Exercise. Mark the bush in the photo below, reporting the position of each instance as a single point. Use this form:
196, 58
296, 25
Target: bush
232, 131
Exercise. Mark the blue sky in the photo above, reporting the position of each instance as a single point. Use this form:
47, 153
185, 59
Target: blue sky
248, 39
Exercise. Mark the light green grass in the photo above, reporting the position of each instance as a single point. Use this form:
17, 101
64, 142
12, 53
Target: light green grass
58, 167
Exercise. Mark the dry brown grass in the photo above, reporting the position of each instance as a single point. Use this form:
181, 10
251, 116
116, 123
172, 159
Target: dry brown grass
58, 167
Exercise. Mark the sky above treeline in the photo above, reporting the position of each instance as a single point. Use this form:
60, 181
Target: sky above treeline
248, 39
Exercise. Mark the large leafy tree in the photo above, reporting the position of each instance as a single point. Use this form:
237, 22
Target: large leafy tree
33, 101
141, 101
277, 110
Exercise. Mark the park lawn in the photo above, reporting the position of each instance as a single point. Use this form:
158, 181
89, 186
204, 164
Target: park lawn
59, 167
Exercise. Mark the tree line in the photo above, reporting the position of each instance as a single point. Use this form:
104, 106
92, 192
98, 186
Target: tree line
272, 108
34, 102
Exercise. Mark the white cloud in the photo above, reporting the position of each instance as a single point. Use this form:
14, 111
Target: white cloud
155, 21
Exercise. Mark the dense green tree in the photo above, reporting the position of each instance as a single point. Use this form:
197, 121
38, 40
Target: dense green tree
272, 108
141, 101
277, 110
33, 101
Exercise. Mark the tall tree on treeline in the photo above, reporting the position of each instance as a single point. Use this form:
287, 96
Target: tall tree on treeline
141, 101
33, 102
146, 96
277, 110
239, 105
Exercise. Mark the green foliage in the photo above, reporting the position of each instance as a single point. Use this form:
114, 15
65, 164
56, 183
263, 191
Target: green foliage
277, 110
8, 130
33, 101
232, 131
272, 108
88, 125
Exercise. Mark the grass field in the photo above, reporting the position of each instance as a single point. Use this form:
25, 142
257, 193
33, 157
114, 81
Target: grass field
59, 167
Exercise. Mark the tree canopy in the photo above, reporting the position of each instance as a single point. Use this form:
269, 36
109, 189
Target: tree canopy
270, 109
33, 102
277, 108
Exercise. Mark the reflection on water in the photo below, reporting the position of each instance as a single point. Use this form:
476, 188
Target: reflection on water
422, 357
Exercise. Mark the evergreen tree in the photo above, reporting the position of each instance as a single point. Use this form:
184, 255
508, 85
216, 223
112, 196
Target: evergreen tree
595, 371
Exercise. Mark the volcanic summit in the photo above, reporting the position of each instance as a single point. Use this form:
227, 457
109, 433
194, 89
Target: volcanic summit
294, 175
########
What you will do: Each line above needs to be repeated exactly, with nothing omitted.

Written solution:
Exercise. Mark the bush in the photo below, reporting the position of each instance as a single point. Use this form:
196, 58
296, 25
Target: bush
232, 131
Exercise. Mark the blue sky in the photo above, reporting the position of each instance as a single point. Use this form:
47, 153
185, 59
Target: blue sky
248, 39
Exercise. Mark the light green grass in the photo above, reporting the position of each instance as a single point. Use this form:
17, 101
64, 142
12, 53
Target: light green grass
58, 167
Exercise. Mark the dry brown grass in the photo above, reporting the position of each instance as a single point. Use this form:
181, 10
251, 116
116, 123
172, 159
Target: dry brown grass
58, 167
Exercise. Mark the sky above treeline in the photo above, reporting the position of each instance as a single point. Use this form:
60, 181
Target: sky above treeline
248, 39
Exercise. Mark the large leafy tree in the photo above, reporting the position of each instance as a single point. Use this form:
237, 22
Target: large leafy tree
33, 101
141, 101
277, 110
Exercise. Mark the park lawn in the photo above, reporting the position of each instance as a single point. Use this form:
158, 181
89, 186
204, 164
Target: park lawn
59, 167
Exercise. Mark the tree line in the photo above, reporting the position of each instance as a single point. Use this form:
104, 106
92, 192
98, 186
Target: tree line
272, 108
34, 102
Exercise. Mark the white cloud in the photo above, reporting the position of each instance as a single point. Use this form:
14, 111
Target: white cloud
155, 21
Exercise. Mark the dense green tree in the photo above, reporting the position of each instance as a single point. Use this form:
197, 121
38, 40
Target: dense green tree
272, 108
141, 101
277, 110
33, 101
Exercise. Mark the tall tree on treeline in the photo above, reporting the position of each instance as a single point. Use this form:
287, 96
Target: tall tree on treeline
141, 101
33, 102
146, 96
277, 110
239, 105
Exercise. Mark the green foliage in the photo above, reporting the position of each instance as a single point. Use this form:
114, 15
65, 164
56, 183
263, 191
Target: green foliage
277, 110
8, 130
33, 101
232, 131
272, 108
88, 125
Exercise. Mark the grass field in the photo above, reporting the position of each instance as a single point. Use this form:
25, 142
257, 193
33, 157
114, 81
Target: grass field
59, 167
Exercise. Mark the tree canopy in the photo above, reporting the position of each instance as a single point. Use this form:
269, 36
109, 189
Target: tree canopy
270, 109
33, 102
277, 108
Exercise. Mark the reflection on water in the photo below, reporting the position of each instance as a single point. Use this form:
476, 188
Target: reflection on water
422, 357
Exercise. Mark the evergreen tree in the photo above, reporting the position of each instance as a single point. Use this form:
184, 255
508, 85
216, 223
112, 196
Target: evergreen tree
595, 371
Exercise. Mark the volcanic summit in the photo above, reporting the position of each instance as a single point. Use this form:
227, 457
109, 433
194, 89
Target: volcanic summit
294, 175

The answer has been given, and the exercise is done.